Threads in Win32 are preemptively scheduled and have prioritiy levels ranging from 0..31, 31 being the highest. Additionally, each Win32 process is assigned a priority class which determines the starting level, dynamic range and incremental differences between various levels of thread priority within the process. Scheduling is done by soley by thread priority level - the thread which currently is ready to run and has the highest priority will be executed. If more than one thread is ready to run and all are at the current highest priority, they will be executed round robin until they all finish or block, or until a still higher priority thread becomes ready to run.

The process classes "idle", "normal" and "high" allow thread priority levels from 0..15 and have some overlap in their allowed ranges ... so, for example, a "lowest" priority thread in a "high" priority process (level 11) can be preempted by a "highest" priority thread in a "normal" priority process (level 12). Threads marked "time critical" in any of these classes execute at level 15 which is the highest priority normally used in a Win32 system. Additionally, the scheduler dynamically adjusts the priorities of all non "time critical" threads in any these process classes to ensure "fairness" and prevent starvation.

++++++++

Requirement 1
Replace "rectangle" with "box" in the records starting at the line containing "Annotation guideline — the target class is baby's face." and ending at the line containing "396;109;625;360", and give back only those lines with nothing else altered.

Stored records

++++++++

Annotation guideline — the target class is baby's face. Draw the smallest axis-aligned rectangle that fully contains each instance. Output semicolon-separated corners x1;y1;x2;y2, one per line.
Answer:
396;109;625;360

++++++++

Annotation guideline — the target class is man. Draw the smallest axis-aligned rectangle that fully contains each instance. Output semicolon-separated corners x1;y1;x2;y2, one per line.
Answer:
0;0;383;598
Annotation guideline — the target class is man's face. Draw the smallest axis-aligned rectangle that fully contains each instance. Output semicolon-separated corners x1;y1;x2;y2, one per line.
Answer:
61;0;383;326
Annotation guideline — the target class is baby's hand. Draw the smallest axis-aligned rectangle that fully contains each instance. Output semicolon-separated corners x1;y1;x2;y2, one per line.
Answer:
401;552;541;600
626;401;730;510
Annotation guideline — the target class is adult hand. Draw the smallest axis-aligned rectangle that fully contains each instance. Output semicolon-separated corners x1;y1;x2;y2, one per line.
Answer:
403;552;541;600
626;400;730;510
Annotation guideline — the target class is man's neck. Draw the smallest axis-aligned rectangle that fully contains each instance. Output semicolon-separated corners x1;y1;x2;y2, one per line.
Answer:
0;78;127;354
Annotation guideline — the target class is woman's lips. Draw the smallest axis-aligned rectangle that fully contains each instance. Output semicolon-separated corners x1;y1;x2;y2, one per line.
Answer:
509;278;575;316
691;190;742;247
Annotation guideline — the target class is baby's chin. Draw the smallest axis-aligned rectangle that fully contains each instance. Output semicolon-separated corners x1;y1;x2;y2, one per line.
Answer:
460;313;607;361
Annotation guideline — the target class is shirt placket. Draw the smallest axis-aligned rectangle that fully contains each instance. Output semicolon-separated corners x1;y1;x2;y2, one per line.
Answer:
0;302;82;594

++++++++

Requirement 2
Reproduce word for word the part of the Win32 thread scheduling text starting at "Threads in Win32" and ending at "ready to run.".

Response 1
Annotation guideline — the target class is baby's face. Draw the smallest axis-aligned box that fully contains each instance. Output semicolon-separated corners x1;y1;x2;y2, one per line.
Answer:
396;109;625;360

Response 2
Threads in Win32 are preemptively scheduled and have prioritiy levels ranging from 0..31, 31 being the highest. Additionally, each Win32 process is assigned a priority class which determines the starting level, dynamic range and incremental differences between various levels of thread priority within the process. Scheduling is done by soley by thread priority level - the thread which currently is ready to run and has the highest priority will be executed. If more than one thread is ready to run and all are at the current highest priority, they will be executed round robin until they all finish or block, or until a still higher priority thread becomes ready to run.